--- start INPUT ROWS ---
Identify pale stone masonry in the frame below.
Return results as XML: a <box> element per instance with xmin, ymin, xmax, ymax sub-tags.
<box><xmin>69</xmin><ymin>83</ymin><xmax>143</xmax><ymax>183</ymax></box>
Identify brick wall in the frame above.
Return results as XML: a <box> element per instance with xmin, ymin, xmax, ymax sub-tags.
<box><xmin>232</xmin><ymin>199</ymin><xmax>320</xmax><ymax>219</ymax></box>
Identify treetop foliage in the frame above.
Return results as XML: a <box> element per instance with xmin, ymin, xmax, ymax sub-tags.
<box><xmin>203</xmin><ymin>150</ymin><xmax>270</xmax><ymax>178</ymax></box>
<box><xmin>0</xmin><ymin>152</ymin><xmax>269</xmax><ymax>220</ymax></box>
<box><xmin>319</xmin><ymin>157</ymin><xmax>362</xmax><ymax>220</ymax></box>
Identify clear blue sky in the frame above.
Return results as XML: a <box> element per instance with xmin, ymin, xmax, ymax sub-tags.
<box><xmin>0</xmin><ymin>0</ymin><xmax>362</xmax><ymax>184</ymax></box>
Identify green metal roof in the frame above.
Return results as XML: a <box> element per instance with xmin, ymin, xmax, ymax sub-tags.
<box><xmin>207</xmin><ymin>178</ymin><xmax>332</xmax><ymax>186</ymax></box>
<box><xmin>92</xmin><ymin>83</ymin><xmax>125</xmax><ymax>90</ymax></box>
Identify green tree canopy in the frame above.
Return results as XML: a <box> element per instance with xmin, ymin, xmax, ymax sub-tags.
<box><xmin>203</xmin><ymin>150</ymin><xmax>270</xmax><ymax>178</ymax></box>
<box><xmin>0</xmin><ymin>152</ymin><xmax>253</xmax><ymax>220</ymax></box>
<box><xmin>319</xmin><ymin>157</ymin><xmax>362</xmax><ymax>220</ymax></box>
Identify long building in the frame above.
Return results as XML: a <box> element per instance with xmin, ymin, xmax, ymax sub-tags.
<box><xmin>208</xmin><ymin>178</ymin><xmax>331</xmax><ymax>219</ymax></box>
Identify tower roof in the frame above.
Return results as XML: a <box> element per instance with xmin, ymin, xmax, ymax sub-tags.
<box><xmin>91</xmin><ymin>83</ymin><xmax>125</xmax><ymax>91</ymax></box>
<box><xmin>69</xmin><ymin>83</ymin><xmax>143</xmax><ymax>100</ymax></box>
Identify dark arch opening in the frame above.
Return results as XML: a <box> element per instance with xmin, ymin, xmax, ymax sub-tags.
--- end INPUT ROWS ---
▶ **SET EXERCISE**
Extract from the preceding records each line that contains the string "above", copying every such line in full.

▶ **SOLVED EXERCISE**
Identify brick wall in the frame above.
Identify treetop foliage in the frame above.
Identify clear blue sky in the frame above.
Identify green metal roof in the frame above.
Identify green tree canopy in the frame above.
Identify long building in the frame above.
Identify tower roof in the frame above.
Identify dark arch opening in the frame above.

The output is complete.